* _O QUE FAZER_
Dê continuidade ao texto sobre a arrecadação da Zona Azul no Recife, começando logo depois da última frase.

* _TEXTO DO EXERCÍCIO_
──────
As resistências ao projeto eram esperadas porque a Prefeitura do Recife não tem interesse em abrir mão dos recursos da arrecadação com a Zona Azul - na ordem de R$ 7 milhões por ano - porque são eles que custeiam as despesas de operação da Autarquia de Trânsito e Transporte Urbano do Recife (CTTU). Ou seja, sem esse dinheiro o órgão gestor e operador do trânsito da capital não funciona. A ampliação da malha cicloviária e qualquer outra política voltada para a mobilidade por bicicleta é feita com a arrecadação das multas, prioritariamente voltada para a pavimentação de vias e, consequentemente, para o transporte individual.
──────
* _REGISTROS FORNECIDOS_
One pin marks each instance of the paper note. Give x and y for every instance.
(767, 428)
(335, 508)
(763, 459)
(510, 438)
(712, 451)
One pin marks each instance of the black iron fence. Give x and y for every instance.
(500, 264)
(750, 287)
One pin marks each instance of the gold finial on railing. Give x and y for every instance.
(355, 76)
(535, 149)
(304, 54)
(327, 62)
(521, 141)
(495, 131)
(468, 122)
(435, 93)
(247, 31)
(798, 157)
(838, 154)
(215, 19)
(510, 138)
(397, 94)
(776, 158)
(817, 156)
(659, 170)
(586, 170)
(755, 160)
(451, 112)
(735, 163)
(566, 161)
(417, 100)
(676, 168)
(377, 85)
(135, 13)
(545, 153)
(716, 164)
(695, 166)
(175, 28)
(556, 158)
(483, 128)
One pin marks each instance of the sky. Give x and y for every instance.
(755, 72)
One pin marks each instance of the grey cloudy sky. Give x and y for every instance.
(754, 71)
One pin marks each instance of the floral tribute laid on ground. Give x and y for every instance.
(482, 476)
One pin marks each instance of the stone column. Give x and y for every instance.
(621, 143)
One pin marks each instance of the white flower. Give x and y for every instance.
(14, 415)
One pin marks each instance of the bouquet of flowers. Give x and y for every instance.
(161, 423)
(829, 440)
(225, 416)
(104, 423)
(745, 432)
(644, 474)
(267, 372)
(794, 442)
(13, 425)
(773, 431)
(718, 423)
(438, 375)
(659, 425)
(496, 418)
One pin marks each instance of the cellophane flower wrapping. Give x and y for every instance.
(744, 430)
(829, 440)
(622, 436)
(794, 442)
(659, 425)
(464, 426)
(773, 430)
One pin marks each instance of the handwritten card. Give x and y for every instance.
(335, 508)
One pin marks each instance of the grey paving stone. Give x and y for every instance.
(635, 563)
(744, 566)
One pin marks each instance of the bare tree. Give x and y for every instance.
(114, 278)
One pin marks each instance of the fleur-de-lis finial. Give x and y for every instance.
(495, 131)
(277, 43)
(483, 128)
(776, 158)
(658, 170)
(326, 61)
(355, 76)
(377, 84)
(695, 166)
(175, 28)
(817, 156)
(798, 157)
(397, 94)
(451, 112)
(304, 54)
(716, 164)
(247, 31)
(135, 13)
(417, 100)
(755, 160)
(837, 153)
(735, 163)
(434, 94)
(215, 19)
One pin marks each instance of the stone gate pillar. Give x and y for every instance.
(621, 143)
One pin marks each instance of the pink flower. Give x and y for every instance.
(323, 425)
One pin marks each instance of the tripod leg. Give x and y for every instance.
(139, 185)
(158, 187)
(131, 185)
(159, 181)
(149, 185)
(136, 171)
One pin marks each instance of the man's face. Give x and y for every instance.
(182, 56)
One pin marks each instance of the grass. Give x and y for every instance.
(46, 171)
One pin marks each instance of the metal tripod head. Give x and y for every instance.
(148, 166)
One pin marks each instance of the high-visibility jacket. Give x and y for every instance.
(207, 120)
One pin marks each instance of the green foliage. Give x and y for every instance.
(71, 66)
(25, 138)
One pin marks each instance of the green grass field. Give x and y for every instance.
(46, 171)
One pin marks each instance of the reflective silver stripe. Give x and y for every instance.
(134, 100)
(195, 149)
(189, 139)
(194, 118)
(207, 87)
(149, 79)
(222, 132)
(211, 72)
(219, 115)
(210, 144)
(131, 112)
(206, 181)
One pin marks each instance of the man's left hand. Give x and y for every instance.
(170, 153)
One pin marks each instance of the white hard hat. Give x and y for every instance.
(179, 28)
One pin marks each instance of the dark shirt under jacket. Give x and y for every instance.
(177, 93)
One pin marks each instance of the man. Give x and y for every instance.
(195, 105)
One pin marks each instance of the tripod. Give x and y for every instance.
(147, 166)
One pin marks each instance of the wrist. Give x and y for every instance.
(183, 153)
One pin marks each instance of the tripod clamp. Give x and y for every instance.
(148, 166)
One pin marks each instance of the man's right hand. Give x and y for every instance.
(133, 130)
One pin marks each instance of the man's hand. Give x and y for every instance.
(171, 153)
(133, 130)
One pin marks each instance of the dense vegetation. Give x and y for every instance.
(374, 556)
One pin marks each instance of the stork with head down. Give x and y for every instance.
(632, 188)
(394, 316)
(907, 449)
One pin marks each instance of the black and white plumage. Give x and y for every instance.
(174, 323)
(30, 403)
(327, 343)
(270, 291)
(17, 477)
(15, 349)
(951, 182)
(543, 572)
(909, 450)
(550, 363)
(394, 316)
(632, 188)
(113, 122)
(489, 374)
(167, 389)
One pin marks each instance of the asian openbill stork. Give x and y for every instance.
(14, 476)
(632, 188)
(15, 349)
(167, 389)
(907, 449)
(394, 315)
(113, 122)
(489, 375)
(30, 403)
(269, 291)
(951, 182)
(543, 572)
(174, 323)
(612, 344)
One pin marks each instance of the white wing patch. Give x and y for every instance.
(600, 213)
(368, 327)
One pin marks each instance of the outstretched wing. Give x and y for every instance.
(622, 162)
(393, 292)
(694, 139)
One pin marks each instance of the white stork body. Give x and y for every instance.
──────
* _RESPOSTA DA TAREFA_
Luís Eustáquio, por meio da assessoria de imprensa, informou que insistirá na proposta e a levará ao plenário para tentar que a maioria derrube os pareceres contrários. Mas as chances são poucas. Historicamente, sem o aval das comissões os projetos são ignorados pelos vereadores. Na prática, o Recife perdeu a chance de dar um passo importante na gestão da mobilidade da cidade. É importante destacar isso. Destinar os recursos da Zona Azul para a ciclomobilidade colocaria a capital pernambucana na vanguarda das cidades sustentáveis, com gestões que não apenas discursam, mas efetivamente priorizam os modais ativos. Algo fundamental e que, com a pandemia de covid-19, tornou-se imprescindível.

PROJETO ZONA AZUL/CICLOMOBILIDADE 1 (VALE) - ARTES JC

Fortaleza, no Ceará, faz a destinação desde 2018 e atualmente conta com uma malha cicloviária superior a 380 km.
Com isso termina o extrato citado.